* _Supplied passage_:
Although, again, the narrow issue in M'Culloch concerned only the power to tax, which as the Court noted "involves the power to destroy," id., at 431, the passages quoted above demonstrate that the decision was formulated, explicitly, with sufficient breadth to apply to other measures a State might impose that would "retard, impede, burden, or in any manner control" the operations of federal instrumentalities. Id., at 436. And, clearly, the power to regulate also involves "the power to destroy" if the regulatory web is spun too tightly around its object. More commonly, however, the additional and perhaps conflicting regulations imposed by a State would simply burden the federal instrumentality, interfere with its operations, and frustrate the federal objectives it is designed to achieve. Nonetheless, the law has long been settled that such regulation cannot be imposed on federal instrumentalities by the States, under the Supremacy Clause, unless the Federal Government directly indicates that it finds such impositions to be consistent with the proper pursuit of its powers under federal law. Hancock v. Train, 426 U.S. 167, 178-179, 96 S.Ct. 2006, 2012-2013, 48 L.Ed.2d 555 (1976); Mayo v. United States, 319 U.S. 441, 447-448, 63 S.Ct. 1137, 1140-1141, 87 L.Ed. 1504 (1943).

* _Stored data_:
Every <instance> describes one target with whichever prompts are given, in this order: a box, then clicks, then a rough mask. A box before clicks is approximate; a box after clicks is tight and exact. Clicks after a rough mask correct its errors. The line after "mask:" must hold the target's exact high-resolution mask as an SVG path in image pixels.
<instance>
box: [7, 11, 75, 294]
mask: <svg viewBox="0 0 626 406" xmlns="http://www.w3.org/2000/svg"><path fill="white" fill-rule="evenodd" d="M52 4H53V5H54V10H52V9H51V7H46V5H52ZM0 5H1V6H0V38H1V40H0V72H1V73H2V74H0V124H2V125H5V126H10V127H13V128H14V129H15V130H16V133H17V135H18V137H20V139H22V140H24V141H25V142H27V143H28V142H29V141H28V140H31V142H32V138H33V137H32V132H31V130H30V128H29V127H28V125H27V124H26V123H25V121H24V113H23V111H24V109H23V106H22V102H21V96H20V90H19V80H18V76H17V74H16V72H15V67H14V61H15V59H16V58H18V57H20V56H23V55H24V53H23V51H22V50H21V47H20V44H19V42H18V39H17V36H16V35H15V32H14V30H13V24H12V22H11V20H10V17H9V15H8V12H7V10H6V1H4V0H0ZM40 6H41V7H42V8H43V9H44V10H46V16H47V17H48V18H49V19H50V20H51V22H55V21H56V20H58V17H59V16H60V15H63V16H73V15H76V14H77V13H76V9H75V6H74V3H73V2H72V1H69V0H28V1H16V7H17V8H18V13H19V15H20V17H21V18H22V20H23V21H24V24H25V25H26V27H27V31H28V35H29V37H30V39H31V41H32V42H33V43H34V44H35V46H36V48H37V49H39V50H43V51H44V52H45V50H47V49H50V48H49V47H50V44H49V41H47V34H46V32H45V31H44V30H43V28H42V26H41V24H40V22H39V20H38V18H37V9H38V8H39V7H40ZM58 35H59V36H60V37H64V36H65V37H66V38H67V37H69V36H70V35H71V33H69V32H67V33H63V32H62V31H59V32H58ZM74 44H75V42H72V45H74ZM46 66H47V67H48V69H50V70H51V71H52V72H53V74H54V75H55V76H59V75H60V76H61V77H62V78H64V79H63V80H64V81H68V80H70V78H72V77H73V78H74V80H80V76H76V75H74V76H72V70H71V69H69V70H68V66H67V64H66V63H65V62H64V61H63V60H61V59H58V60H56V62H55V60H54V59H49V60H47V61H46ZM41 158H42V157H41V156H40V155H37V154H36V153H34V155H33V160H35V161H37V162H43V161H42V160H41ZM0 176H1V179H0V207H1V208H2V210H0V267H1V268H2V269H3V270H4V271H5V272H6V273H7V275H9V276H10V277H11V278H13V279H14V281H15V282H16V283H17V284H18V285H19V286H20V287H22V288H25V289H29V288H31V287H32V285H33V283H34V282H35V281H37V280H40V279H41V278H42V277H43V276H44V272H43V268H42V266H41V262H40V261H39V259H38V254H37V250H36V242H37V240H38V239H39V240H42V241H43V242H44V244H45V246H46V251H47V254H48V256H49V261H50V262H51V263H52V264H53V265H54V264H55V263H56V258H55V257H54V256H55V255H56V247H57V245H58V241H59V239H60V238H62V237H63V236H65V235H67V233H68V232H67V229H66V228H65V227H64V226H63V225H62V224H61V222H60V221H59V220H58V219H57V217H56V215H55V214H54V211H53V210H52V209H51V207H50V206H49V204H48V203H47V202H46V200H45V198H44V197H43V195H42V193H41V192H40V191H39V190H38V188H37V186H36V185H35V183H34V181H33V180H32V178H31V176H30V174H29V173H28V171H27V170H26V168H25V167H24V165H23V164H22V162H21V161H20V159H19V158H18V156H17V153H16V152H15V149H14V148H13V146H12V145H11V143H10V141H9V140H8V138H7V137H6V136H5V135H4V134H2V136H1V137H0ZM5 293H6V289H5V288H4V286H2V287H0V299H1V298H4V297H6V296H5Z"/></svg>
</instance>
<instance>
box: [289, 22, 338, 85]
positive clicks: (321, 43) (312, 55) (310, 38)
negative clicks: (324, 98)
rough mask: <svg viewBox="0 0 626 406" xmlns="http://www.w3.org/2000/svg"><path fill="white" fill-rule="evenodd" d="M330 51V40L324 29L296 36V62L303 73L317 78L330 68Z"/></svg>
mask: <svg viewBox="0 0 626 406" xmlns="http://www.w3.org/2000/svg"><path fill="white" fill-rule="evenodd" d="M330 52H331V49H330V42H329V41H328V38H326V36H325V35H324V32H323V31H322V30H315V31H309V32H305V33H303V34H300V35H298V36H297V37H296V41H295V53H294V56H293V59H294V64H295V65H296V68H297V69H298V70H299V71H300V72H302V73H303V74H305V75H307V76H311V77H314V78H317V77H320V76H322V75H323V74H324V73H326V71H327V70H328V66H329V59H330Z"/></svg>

* _Work to complete_:
A. In the passage on M'Culloch and state regulation of federal instrumentalities, what did the Court note that the power to tax involves?
B. Pick up the passage on M'Culloch and state regulation of federal instrumentalities after its final sentence and carry it forward.

* _Answers to each task_:
A. The power to destroy.

B.
In this case the State of Ohio seeks to require a federal nuclear facility, which all concede to be the equivalent of any other federal instrumentality,1 to make a "bonus" money payment to workers who are injured when the injury results from the facility's failure to comply with "any specific [state] requirement for the protection of the lives, health or safety of employees." Ohio Const., Art. II, § 35. Although the Court declines to decide whether this provision of state law is tantamount to a regulation of the facility or to some similarly impermissible imposition upon it, ante, at 182, I believe that no other view is tenable on the facts before us.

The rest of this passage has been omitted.